┌─ Data to process

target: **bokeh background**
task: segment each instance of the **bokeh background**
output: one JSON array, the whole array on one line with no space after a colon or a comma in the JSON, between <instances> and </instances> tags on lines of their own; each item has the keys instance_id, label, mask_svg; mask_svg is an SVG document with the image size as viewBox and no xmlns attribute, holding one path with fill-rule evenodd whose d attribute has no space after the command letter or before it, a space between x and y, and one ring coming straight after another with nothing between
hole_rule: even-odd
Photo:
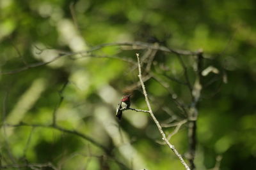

└─

> Set problem
Recast the records above as a Markdown table with the columns No. and Line, giving each non-blank line its own numbered row. Leave the pictures out.

> Task solution
| No. | Line |
|---|---|
| 1 | target: **bokeh background** |
| 2 | task: segment each instance of the **bokeh background** |
| 3 | output: one JSON array, the whole array on one line with no space after a colon or a comma in the JSON, between <instances> and </instances> tags on lines of their own; each item has the keys instance_id, label, mask_svg; mask_svg is an SVG document with the image size as viewBox and no xmlns attribute, holding one path with fill-rule evenodd whose d attribute has no space after the command letter or before it, a space between x and y, and one ring coming straight after another with nothing between |
| 4 | hole_rule: even-odd |
| 5 | Photo: |